◆ Brief:
Select each of the lines below that contains the word "shingle", and reproduce those lines verbatim.

◆ Given information:

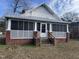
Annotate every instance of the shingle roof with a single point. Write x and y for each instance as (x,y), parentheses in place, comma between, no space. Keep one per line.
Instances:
(57,19)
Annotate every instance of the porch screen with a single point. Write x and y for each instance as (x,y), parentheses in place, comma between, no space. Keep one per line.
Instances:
(21,25)
(21,29)
(59,27)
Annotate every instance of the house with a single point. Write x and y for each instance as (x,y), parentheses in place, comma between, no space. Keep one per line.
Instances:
(39,23)
(74,28)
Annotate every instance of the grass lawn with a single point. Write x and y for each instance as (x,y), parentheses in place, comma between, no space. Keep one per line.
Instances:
(68,50)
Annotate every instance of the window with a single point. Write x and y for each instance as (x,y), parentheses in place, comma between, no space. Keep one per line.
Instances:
(21,25)
(25,25)
(38,26)
(30,24)
(14,25)
(59,27)
(48,27)
(43,28)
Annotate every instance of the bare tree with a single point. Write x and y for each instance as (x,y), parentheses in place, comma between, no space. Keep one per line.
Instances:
(20,4)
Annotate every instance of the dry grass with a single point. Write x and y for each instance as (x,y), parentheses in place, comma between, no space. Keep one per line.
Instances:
(69,50)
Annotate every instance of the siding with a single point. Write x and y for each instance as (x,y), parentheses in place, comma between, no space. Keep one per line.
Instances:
(20,34)
(59,34)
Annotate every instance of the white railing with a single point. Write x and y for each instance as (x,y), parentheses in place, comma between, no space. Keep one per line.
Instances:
(21,34)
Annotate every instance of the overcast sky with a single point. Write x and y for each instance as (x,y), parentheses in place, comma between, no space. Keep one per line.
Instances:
(59,6)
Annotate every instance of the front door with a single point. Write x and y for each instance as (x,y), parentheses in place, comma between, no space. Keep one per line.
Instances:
(43,30)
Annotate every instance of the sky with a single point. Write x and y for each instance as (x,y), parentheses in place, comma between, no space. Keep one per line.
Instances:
(59,6)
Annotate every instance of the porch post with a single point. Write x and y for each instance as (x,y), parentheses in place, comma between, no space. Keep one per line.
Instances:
(67,34)
(35,29)
(9,25)
(50,27)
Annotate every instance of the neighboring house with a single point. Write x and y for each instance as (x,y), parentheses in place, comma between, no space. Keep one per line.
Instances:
(36,23)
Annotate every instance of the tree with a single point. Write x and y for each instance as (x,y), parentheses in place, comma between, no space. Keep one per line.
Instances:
(18,5)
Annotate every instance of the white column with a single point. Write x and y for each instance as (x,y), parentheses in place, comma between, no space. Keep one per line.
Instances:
(35,29)
(9,24)
(67,28)
(50,27)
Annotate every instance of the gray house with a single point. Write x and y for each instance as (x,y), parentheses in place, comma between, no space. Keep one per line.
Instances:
(35,25)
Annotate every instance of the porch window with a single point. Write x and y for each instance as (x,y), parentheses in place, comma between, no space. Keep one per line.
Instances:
(21,25)
(43,28)
(38,26)
(25,25)
(30,26)
(14,25)
(59,27)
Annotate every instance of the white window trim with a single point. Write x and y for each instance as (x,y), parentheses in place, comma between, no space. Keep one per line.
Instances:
(9,24)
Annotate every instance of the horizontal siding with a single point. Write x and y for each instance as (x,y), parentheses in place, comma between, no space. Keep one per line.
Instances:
(20,34)
(59,34)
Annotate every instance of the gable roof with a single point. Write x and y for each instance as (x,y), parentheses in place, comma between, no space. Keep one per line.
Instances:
(54,18)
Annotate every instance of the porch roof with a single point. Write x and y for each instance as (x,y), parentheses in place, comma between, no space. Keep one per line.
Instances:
(33,18)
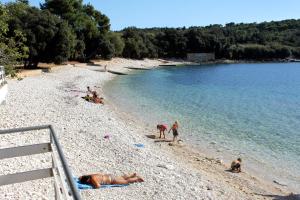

◆ Correct response:
Annotate every instance of the shingle roof with a single point. Write x and y for each instance as (x,y), parentheses in place, comma between, no space. Keep one per line.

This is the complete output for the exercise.